To do =>
Format the lines of the material below as a JSON list of strings, one string per line and no blank lines, starting at the line containing "Would you be so kind as to point out the chrome" and running through the end of the material.

[Stored data]
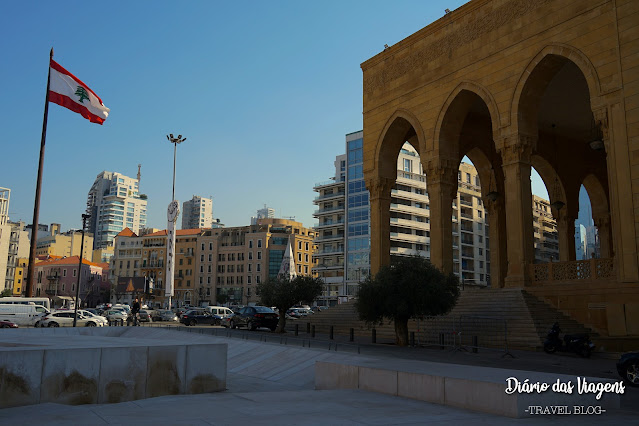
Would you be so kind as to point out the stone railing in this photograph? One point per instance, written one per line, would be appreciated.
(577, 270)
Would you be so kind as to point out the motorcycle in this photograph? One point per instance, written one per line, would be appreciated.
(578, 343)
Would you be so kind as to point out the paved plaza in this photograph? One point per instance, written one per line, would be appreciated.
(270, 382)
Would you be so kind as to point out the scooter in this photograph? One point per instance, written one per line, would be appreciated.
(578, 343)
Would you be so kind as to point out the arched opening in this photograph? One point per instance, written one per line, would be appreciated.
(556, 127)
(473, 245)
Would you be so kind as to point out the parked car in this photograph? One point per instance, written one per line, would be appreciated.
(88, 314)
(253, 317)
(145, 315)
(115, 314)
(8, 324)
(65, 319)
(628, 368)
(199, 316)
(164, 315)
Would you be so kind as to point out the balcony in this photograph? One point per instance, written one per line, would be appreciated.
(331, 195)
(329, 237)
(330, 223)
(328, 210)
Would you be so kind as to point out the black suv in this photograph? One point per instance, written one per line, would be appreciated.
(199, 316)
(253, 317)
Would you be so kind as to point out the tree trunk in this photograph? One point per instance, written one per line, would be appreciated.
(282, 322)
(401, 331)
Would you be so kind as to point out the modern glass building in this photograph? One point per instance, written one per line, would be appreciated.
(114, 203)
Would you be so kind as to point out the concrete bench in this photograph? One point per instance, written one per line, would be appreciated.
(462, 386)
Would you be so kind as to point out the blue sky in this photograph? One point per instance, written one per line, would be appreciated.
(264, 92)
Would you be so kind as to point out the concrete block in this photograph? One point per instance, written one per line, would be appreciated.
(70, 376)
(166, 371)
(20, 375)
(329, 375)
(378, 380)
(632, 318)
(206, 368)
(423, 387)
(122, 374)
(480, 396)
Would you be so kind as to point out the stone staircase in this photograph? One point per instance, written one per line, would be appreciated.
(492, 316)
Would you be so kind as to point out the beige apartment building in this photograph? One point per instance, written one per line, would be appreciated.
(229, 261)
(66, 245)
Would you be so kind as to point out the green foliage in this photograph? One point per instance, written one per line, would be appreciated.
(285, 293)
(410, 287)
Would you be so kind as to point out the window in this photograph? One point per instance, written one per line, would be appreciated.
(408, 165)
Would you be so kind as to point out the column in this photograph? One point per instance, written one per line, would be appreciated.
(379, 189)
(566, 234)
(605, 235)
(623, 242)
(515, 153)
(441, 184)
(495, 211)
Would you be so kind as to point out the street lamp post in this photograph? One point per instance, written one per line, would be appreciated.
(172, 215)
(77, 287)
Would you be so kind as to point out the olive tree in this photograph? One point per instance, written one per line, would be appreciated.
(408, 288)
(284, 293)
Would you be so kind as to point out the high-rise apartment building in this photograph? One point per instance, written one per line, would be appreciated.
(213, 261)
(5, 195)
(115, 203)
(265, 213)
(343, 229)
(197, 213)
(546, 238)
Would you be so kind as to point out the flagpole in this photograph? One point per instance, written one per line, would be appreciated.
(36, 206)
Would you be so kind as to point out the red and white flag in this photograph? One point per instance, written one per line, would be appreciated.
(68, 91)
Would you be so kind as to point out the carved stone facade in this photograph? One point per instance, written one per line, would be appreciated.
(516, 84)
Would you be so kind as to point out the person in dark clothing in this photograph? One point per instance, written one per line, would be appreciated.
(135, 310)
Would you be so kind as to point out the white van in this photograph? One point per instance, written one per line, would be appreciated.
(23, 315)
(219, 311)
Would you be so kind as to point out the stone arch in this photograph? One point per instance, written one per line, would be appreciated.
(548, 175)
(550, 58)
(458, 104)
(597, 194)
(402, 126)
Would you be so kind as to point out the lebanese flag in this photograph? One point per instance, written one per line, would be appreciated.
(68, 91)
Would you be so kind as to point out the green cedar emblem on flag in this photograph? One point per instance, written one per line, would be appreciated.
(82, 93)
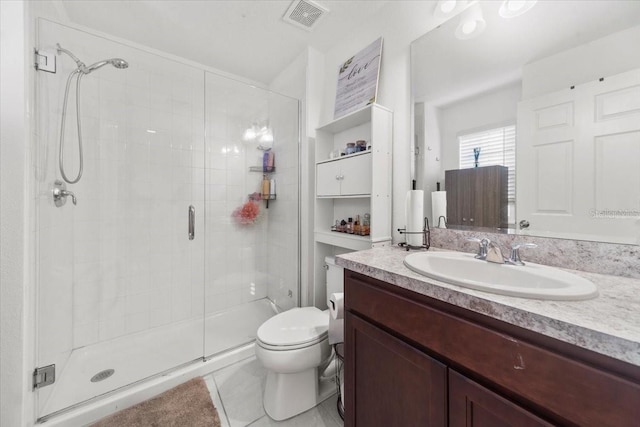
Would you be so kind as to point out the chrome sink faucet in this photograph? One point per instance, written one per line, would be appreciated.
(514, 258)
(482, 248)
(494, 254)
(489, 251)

Full solution =>
[
  "Would you be so kind as to point out the chrome sink faucet in this photograph? One point per instance, written one per line, would be appreciated.",
  "(514, 258)",
  "(482, 248)",
  "(494, 254)",
  "(489, 251)"
]